# Objective
Please copy out, word for word, the lines of the entries below starting at the line that contains "Please pick out the rocky outcrop" and ending at the final line of the entries.

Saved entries
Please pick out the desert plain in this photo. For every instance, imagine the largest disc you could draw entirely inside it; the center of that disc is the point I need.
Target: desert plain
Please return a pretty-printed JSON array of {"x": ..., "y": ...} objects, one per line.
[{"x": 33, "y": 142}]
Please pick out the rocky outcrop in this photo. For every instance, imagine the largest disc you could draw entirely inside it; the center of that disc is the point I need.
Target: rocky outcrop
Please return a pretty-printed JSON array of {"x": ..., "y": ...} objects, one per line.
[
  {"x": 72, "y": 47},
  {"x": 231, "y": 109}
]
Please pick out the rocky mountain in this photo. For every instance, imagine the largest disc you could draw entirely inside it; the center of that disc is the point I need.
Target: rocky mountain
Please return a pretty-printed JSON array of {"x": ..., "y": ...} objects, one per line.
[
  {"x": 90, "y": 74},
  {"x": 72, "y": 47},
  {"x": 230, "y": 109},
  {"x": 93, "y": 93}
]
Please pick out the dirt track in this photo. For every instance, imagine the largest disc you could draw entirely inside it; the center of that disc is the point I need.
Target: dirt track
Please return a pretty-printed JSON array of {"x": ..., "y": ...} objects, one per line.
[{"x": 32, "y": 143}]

# Answer to this problem
Please pick out the rocky outcrop in this photo. For every instance, imagine the largest disc you could draw entirely inside it; the center of that disc is the point I need.
Target: rocky outcrop
Please return a pretty-printed JSON array of {"x": ..., "y": ...} objects, one per line.
[
  {"x": 72, "y": 47},
  {"x": 231, "y": 109}
]
Please pick out the rocky mountain in this photo. For every instance, imagine the largest disc you could draw entirely inside it; the center of that disc is the point I need.
Target: rocky mountain
Please return a pretty-printed JSON array of {"x": ..., "y": ...} objects, one per line.
[
  {"x": 90, "y": 74},
  {"x": 72, "y": 47},
  {"x": 230, "y": 109},
  {"x": 93, "y": 93}
]
Please pick out the dirt track in this photo. For every instance, imagine the largest disc you could draw entirely inside it; the center of that disc is the point I need.
Target: dirt track
Please return a pretty-printed JSON array of {"x": ..., "y": ...} objects, one per line.
[{"x": 32, "y": 143}]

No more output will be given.